* Exercise description
Please output every entry below precisely as written.

* Task inputs
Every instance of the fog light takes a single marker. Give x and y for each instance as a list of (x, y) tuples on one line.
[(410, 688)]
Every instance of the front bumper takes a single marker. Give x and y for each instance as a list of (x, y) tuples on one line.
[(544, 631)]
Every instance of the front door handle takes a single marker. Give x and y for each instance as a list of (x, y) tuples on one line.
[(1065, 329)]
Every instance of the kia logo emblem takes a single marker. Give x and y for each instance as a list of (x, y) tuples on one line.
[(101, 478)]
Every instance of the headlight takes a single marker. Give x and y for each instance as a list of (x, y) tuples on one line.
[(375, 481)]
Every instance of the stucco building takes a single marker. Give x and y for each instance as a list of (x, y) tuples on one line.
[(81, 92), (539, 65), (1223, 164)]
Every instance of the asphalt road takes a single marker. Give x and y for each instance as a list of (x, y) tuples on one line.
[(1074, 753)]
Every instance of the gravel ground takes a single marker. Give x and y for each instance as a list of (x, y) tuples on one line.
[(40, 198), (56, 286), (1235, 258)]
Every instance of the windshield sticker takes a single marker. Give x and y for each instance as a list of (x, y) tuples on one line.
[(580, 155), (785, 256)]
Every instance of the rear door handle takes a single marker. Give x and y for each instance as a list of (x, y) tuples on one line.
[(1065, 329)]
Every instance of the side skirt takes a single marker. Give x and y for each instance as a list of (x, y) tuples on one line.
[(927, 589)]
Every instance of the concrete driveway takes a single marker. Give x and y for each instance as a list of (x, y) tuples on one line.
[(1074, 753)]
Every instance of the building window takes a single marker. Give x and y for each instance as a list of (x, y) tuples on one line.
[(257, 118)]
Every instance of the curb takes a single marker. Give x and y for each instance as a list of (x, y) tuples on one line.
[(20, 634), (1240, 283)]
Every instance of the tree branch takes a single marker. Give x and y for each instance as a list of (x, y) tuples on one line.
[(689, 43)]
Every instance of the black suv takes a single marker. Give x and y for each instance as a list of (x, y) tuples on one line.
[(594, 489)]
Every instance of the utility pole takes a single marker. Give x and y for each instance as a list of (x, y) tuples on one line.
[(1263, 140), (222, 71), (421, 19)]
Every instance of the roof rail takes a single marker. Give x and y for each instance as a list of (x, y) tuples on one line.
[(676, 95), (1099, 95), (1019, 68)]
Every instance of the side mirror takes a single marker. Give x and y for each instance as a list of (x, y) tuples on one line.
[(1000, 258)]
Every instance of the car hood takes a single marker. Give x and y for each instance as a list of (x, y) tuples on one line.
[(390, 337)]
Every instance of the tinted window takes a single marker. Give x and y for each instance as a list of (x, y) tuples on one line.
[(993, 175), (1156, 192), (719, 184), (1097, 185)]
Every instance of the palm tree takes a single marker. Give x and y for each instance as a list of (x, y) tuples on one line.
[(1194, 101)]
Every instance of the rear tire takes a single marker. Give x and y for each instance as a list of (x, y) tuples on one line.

* Task result
Every instance of the fog light takes a single marker. Give x and y for each instance as a list of (x, y) tuples on one line.
[(410, 688)]
Every instance of the front bumper takes a single marker. Give x and y for each instance as a list of (x, y) tuples on one line.
[(544, 631)]
Every instance of the front door handle takes a single marker. Give x and y for each instance as a list of (x, y) tuples on one line.
[(1065, 329)]
Every instance of the kia logo emblem takes a single marker. Give x and y for each instance as a list of (x, y) tuples on one line.
[(101, 478)]
Every instance of the headlight takes a single marker. Give x and y for each instance as a list of (x, y) tuples on one line.
[(375, 481)]
Every instance of the stucco building takes a single marker. Give x and y for each instance as a list of (x, y) tuples on one line.
[(81, 92), (539, 65), (1223, 164)]
Every instance of the asphalt road takes a single marker. Give x and y for each instance as a list of (x, y) tuples on one line.
[(1074, 753)]
Every instance of the gravel ground takes a single marker. Give x and y for each instance as a list of (x, y) tuples on one line.
[(40, 198), (56, 286), (1235, 258)]
Every instance of the windshield sticker takes a single marker. Give x and y for each instance as a list of (x, y) tuples on one line.
[(580, 155), (785, 256)]
Every instance of the rear door handle takes a single marker. Give x and y for each instance as a list of (x, y) tuples on one line.
[(1065, 329)]
Every instance of the side skirt takes a single marker. Give x and y for each instance as a list of (x, y) tuples on one line.
[(927, 589)]
Every instance of the concrete driveway takes a single marker. Give x and y for each instance as a list of (x, y) tuples on one line.
[(1074, 753)]
Every instance of the building window takes a single marker. Give x and y for each instance as a list of (x, y) tuples on one line.
[(257, 118)]
Every instance of the curb takes a single marker. Give x and y for each instance as a list of (x, y) tuples on one line.
[(20, 634), (1240, 283)]
Every instance of the tree branch takes a single marker. Give x and y for each instance as a list of (x, y) tuples on one line.
[(689, 43)]
Every instance of the black suv takes a single marker. Give x and y for each instance as a list of (x, y) tuples on one line.
[(594, 489)]
Every instance of the utility pole takes a single marker. Give x and y for each instance as a list of (x, y) tuples on one line.
[(1263, 140), (222, 71), (421, 19)]
Every instance of the roof rail takes a single marker. Give x and y for each instance as a list of (x, y) tuples on one line.
[(676, 95), (1099, 95), (1019, 68)]
Every instance of the side mirror takes a single marker. Give x and y for each instance as a list of (x, y) tuples on one line.
[(1000, 258)]
Every instance of the car hood takes a single marker. Give x and y for each instance as a list of (x, y) tuples on one line.
[(390, 337)]
Every instance of the tinted window takes a single marker. Give x and y for each instance as a list of (x, y) tuples on one line.
[(993, 175), (1156, 192), (719, 184), (1097, 185)]
Every instance of the palm tree takes a single marker. Give x and y for each instance as a list of (x, y) tuples on one line.
[(1194, 101)]
Every instance of the rear tire takes a single marker. Give x and y for each instance as a list of (x, y) tuples on one line.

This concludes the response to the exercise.